- [Requirements]: Convert the items from the line containing "of the brown" through the line containing "(1024, 675)", inclusive, into a Markdown table with the columns Row and Text, one numbered row per line and no blank lines. Leave the pictures out of the table.

☆ ☆ ☆ ☆

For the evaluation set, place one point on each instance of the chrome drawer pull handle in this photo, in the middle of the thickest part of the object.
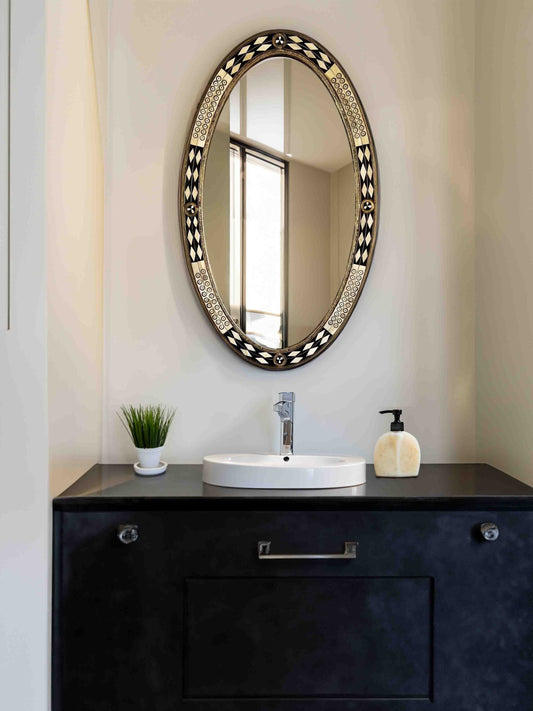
(263, 553)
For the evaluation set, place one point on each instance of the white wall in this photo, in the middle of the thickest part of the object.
(24, 510)
(504, 249)
(75, 225)
(410, 341)
(308, 249)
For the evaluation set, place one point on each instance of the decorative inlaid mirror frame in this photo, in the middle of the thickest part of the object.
(259, 47)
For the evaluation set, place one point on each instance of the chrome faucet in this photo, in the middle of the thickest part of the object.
(285, 410)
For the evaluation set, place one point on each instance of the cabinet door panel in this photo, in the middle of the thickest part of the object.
(117, 626)
(308, 637)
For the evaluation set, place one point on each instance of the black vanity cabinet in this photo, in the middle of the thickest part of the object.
(169, 603)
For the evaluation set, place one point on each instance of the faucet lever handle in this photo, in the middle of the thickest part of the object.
(286, 397)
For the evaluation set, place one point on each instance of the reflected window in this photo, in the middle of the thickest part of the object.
(258, 244)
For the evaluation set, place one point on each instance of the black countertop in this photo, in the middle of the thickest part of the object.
(438, 486)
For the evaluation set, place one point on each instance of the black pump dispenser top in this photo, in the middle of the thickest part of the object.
(397, 425)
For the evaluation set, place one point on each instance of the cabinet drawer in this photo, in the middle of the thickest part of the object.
(189, 616)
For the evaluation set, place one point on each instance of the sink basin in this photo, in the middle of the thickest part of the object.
(271, 471)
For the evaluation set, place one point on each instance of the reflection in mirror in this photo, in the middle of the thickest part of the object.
(279, 202)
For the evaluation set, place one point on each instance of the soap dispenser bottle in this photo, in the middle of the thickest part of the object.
(397, 453)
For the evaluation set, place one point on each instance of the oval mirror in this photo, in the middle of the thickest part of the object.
(278, 199)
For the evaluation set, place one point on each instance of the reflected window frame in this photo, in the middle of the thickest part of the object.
(243, 150)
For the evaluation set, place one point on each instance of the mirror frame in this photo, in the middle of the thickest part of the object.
(259, 47)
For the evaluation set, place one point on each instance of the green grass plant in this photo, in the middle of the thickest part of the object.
(147, 425)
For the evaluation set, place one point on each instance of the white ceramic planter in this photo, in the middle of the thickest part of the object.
(149, 458)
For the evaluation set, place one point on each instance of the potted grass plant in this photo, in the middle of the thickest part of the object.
(148, 426)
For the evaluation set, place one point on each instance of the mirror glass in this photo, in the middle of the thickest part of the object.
(279, 202)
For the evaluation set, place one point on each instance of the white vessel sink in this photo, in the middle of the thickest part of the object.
(272, 471)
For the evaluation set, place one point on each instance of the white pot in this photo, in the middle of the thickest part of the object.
(149, 458)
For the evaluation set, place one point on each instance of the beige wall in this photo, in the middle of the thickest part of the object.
(342, 223)
(24, 501)
(75, 194)
(308, 258)
(504, 248)
(411, 338)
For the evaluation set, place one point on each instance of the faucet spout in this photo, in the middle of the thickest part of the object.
(285, 409)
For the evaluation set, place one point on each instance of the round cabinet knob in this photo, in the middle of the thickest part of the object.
(489, 531)
(128, 533)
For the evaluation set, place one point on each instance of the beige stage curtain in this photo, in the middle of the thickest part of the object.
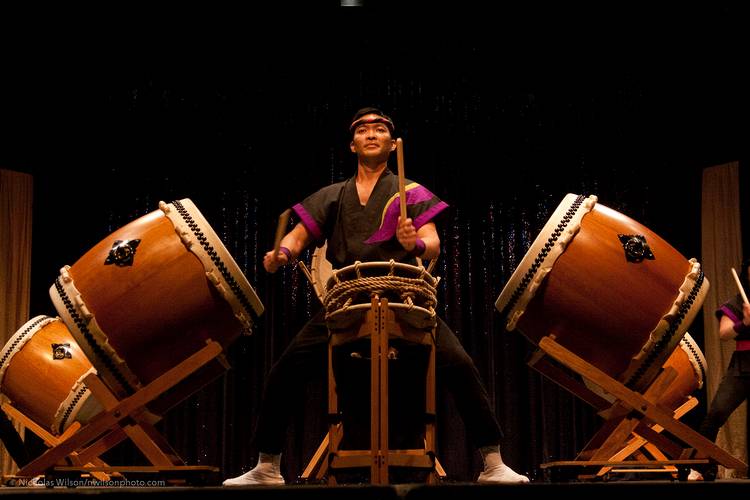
(722, 250)
(16, 197)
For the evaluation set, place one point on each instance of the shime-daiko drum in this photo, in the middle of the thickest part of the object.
(346, 292)
(609, 289)
(41, 373)
(149, 295)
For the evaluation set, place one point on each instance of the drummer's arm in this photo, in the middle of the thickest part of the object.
(729, 330)
(294, 242)
(726, 328)
(407, 235)
(428, 234)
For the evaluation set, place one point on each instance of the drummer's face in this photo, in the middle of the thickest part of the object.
(372, 139)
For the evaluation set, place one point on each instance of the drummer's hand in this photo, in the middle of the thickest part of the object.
(273, 263)
(406, 234)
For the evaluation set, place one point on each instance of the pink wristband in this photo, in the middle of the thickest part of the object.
(286, 252)
(419, 248)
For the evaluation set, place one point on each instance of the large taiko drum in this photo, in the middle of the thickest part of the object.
(690, 367)
(41, 372)
(346, 293)
(609, 289)
(690, 364)
(149, 295)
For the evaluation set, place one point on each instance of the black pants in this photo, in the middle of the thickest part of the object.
(733, 390)
(308, 352)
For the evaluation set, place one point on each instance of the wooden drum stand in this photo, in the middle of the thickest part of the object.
(380, 324)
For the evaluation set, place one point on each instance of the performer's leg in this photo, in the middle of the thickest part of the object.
(284, 386)
(456, 369)
(732, 391)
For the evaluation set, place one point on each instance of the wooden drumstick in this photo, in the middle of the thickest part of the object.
(401, 177)
(283, 220)
(739, 286)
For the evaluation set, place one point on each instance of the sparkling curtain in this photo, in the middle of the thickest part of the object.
(502, 142)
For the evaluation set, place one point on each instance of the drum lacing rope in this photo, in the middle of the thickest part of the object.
(409, 290)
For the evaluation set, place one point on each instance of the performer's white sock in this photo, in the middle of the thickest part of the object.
(495, 470)
(266, 472)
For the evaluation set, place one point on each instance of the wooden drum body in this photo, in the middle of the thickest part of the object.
(609, 290)
(41, 372)
(150, 295)
(410, 290)
(690, 363)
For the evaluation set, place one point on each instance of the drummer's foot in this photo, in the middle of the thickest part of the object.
(694, 475)
(266, 473)
(501, 474)
(495, 471)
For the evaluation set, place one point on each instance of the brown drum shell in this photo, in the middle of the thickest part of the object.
(161, 309)
(685, 383)
(35, 383)
(599, 305)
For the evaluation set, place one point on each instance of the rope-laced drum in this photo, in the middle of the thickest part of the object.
(41, 372)
(609, 289)
(151, 294)
(410, 290)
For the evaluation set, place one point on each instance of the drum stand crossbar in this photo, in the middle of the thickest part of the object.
(633, 423)
(80, 447)
(380, 324)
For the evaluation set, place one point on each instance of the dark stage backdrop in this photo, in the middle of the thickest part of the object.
(246, 126)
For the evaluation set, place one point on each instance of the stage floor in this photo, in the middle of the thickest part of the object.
(687, 490)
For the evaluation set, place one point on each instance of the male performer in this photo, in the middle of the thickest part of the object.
(359, 218)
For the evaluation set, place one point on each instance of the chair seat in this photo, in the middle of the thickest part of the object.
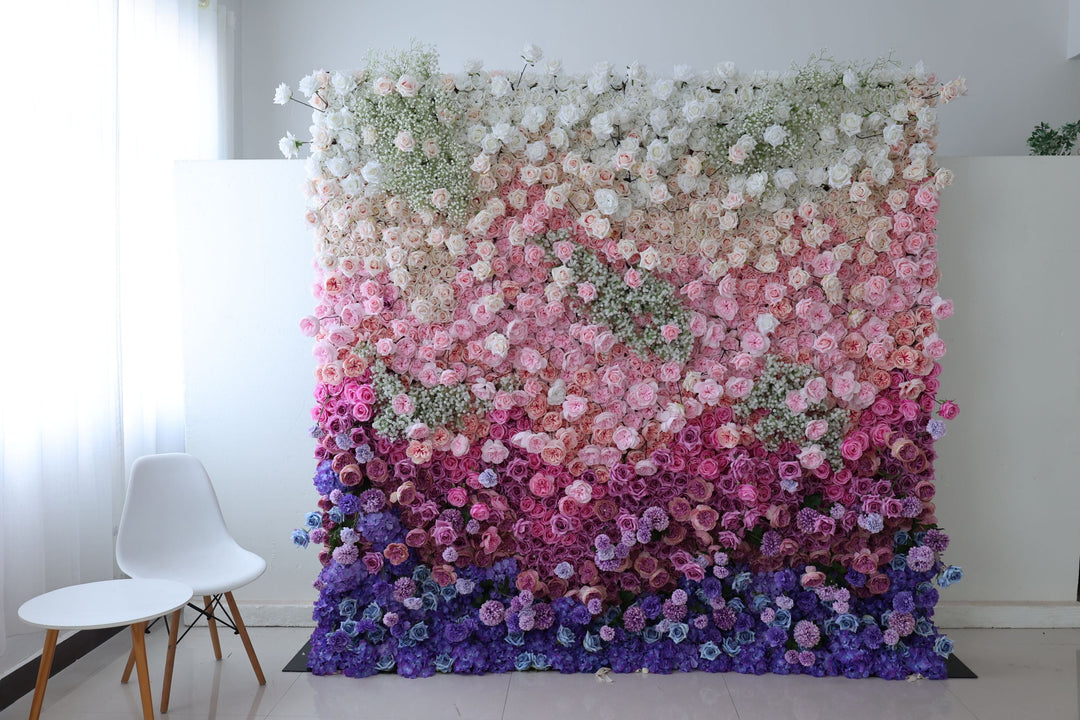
(223, 571)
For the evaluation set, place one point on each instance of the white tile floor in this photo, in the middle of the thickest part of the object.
(1024, 675)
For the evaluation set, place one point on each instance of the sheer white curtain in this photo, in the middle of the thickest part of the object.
(107, 95)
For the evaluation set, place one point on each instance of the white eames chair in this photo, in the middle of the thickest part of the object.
(172, 528)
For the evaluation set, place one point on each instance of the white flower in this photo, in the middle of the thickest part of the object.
(607, 202)
(282, 95)
(785, 177)
(497, 344)
(839, 175)
(851, 80)
(288, 146)
(500, 85)
(766, 323)
(531, 54)
(851, 123)
(775, 135)
(372, 172)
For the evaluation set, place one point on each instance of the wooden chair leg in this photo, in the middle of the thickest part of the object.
(43, 669)
(208, 601)
(166, 683)
(138, 644)
(127, 668)
(243, 636)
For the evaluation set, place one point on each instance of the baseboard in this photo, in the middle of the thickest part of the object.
(22, 679)
(948, 614)
(1008, 614)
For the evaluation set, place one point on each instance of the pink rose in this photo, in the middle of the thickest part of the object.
(574, 407)
(457, 497)
(948, 410)
(642, 395)
(812, 457)
(815, 429)
(580, 491)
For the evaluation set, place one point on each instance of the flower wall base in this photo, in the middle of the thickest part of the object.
(625, 371)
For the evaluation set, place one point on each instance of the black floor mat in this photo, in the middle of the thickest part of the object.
(955, 667)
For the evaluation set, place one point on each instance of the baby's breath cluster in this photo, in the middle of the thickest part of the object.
(783, 404)
(638, 314)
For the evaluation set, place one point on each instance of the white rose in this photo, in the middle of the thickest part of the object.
(562, 275)
(775, 135)
(497, 344)
(756, 184)
(658, 152)
(766, 323)
(372, 172)
(288, 146)
(500, 85)
(607, 202)
(785, 177)
(531, 54)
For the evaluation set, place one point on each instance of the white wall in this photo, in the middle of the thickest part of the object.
(1012, 53)
(246, 275)
(1009, 484)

☆ ☆ ☆ ☆

- [Answer in full]:
| Row | Text |
|---|---|
| 1 | For the evaluation set, place one point on each instance of the brown drum shell in this photo, in the middle of the thickest part of the object. |
| 2 | (161, 309) |
| 3 | (685, 383) |
| 4 | (35, 383) |
| 5 | (599, 305) |
| 6 | For the evaluation set, place one point on each instance of the rope-laced drum in this photo, in the middle of the thickest part of the object. |
| 7 | (41, 372) |
| 8 | (609, 289) |
| 9 | (151, 294) |
| 10 | (410, 290) |
| 11 | For the evaluation set, place one point on each instance of the drum stand crossbar in this photo, in the middle of the thickest part of the object. |
| 12 | (633, 423) |
| 13 | (80, 447) |
| 14 | (380, 324) |
| 15 | For the evaluation set, place one point on each instance of the dark stage backdrop in this photo, in the middle of the thickest part of the object. |
| 16 | (246, 126) |
| 17 | For the evaluation set, place one point on each instance of the stage floor in this photo, in the middle of the thickest part of the object. |
| 18 | (687, 490) |
| 19 | For the evaluation set, place one point on each instance of the male performer in this photo, in the middle of the thickest part of the object. |
| 20 | (359, 218) |
| 21 | For the evaluation set, place one point on each instance of the chair seat in this photo, in the middle of the thickest part of the object. |
| 22 | (223, 571) |
| 23 | For the evaluation set, place one point on each instance of the white tile floor in this photo, in the middle of the thickest part of the object. |
| 24 | (1024, 675) |